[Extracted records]
◇ ◇ ◇ ◇

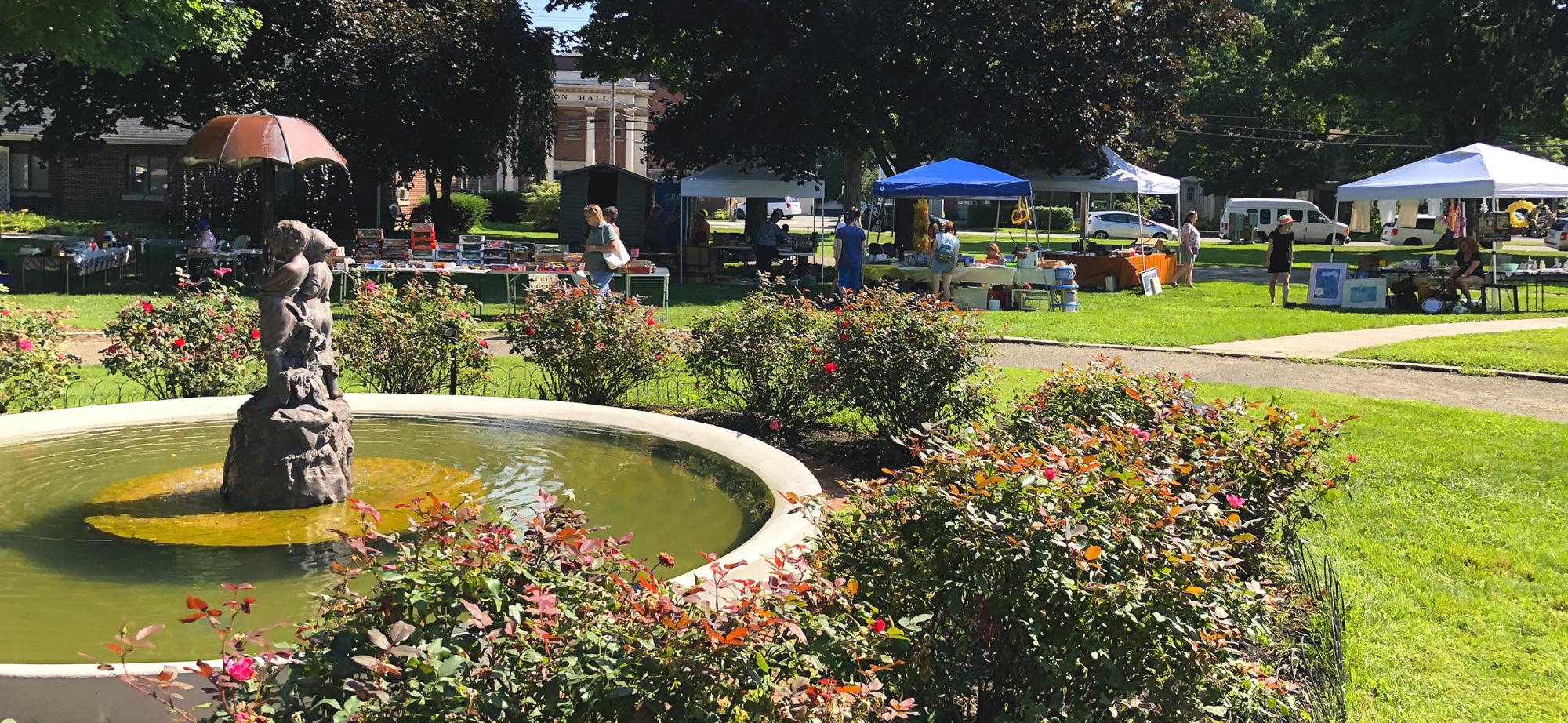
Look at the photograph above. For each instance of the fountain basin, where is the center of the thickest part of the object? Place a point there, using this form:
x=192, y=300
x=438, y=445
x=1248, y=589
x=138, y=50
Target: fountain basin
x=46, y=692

◇ ◇ ◇ ◇

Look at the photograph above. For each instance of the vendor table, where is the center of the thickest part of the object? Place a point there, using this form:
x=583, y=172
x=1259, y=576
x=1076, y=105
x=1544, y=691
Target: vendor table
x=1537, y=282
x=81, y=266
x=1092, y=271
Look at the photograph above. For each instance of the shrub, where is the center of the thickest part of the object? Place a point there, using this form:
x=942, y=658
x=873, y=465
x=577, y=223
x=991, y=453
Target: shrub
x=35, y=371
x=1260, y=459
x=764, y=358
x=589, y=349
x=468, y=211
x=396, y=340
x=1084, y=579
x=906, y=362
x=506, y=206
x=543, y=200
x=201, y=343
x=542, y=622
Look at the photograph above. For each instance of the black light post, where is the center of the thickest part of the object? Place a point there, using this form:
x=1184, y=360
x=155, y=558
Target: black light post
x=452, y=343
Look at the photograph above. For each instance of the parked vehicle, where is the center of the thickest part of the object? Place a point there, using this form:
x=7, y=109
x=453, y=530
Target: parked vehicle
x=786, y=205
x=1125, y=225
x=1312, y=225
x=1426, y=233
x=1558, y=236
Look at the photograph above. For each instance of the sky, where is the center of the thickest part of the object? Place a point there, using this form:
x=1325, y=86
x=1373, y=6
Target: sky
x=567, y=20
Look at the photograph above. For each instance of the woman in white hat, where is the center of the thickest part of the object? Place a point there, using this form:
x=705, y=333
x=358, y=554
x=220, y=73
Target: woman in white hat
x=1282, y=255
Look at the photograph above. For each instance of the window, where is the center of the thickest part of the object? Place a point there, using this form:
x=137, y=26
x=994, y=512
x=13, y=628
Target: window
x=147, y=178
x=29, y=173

◇ ◇ ◇ ◇

*Exercise directions*
Taking the entries above, write out exactly the lines starting with the line containing "the sky, where" and going on through the line containing "x=13, y=628", both included, and nothing else.

*Written solution*
Look at the photograph above. For each instance of the sky, where is the center of the thickest part of the object? Place a point there, using this form:
x=1325, y=86
x=1373, y=6
Target: sky
x=567, y=20
Look at the photograph above. For each instance of the woman in white hat, where is the center of the thickest part of the object? Place a point there, using this form:
x=705, y=333
x=358, y=554
x=220, y=73
Target: woman in white hat
x=1282, y=255
Look at the photograph above. For each instance of the window, where is the center of the thickest part of the object? Place a point there, using this form:
x=137, y=26
x=994, y=512
x=13, y=628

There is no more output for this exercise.